EXCERPTED DATA ::
::::
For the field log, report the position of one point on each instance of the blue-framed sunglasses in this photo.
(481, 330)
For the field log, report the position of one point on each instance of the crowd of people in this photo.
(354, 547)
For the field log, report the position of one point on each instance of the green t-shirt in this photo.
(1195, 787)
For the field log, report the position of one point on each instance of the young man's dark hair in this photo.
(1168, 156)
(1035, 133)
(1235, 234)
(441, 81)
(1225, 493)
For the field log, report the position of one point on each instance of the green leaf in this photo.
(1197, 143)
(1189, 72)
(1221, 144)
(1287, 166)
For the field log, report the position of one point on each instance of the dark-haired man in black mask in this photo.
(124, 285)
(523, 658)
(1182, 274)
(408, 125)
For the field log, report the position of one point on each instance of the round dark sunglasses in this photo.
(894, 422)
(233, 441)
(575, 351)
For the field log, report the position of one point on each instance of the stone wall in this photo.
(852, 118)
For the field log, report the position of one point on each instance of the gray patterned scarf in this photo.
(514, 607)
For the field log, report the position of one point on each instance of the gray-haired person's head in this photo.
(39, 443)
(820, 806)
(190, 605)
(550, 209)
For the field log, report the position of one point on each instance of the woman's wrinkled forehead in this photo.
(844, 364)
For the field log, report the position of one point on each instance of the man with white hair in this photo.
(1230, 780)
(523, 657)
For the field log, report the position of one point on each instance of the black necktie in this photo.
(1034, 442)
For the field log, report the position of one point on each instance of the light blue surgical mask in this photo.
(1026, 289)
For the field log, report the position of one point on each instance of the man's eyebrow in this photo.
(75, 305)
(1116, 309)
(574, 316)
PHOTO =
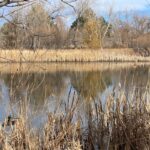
::::
BRIEF :: Write out the entries again, exactly as given, skipping any images.

RESULT OF THIS EXERCISE ::
For the field log, report the position of one point on each instance of the blue-framed sunglasses in this photo.
(481, 330)
For the field log, report the position of one point on each instance of the crowd of people in this photo.
(354, 547)
For the field log, report the position of one point on each instance of the green t-shirt in this photo.
(1195, 787)
For the field log, report the position of one point on each instance of the young man's dark hair in this photo.
(1168, 156)
(1035, 133)
(1235, 234)
(441, 81)
(1225, 493)
For the field log, report the position of one point on each instance of the green leaf in this photo.
(1197, 143)
(1189, 72)
(1221, 144)
(1287, 166)
For the field log, report the position of one point on each instance of the dark-haired man in black mask in this photo.
(124, 285)
(523, 658)
(1182, 274)
(408, 125)
For the field log, report the position of one point on each instance of the round dark sunglasses in this photo.
(894, 422)
(233, 441)
(575, 351)
For the field log, report the position of one point on each instance of the stone wall in this photo.
(852, 118)
For the field log, report the position of one point on each instance of the gray patterned scarf in this photo.
(514, 607)
For the field log, report the position of one point on each instance of the gray-haired person's head in this photo.
(39, 443)
(820, 806)
(190, 605)
(550, 209)
For the field log, report the position of one point on each instance of the woman's wrinkled forehead in this photo.
(844, 364)
For the field log, report the position of one point on each instance of the man with white hair in this photo.
(1230, 780)
(523, 657)
For the field log, report the position of one point on each instance of the black necktie in this photo.
(1034, 442)
For the field log, report the position of one point on each instance of the light blue surgical mask in this photo.
(1026, 289)
For the field log, report the position of one point on each instance of the man's eyebrow in this photo.
(75, 305)
(1116, 309)
(574, 316)
PHOTO =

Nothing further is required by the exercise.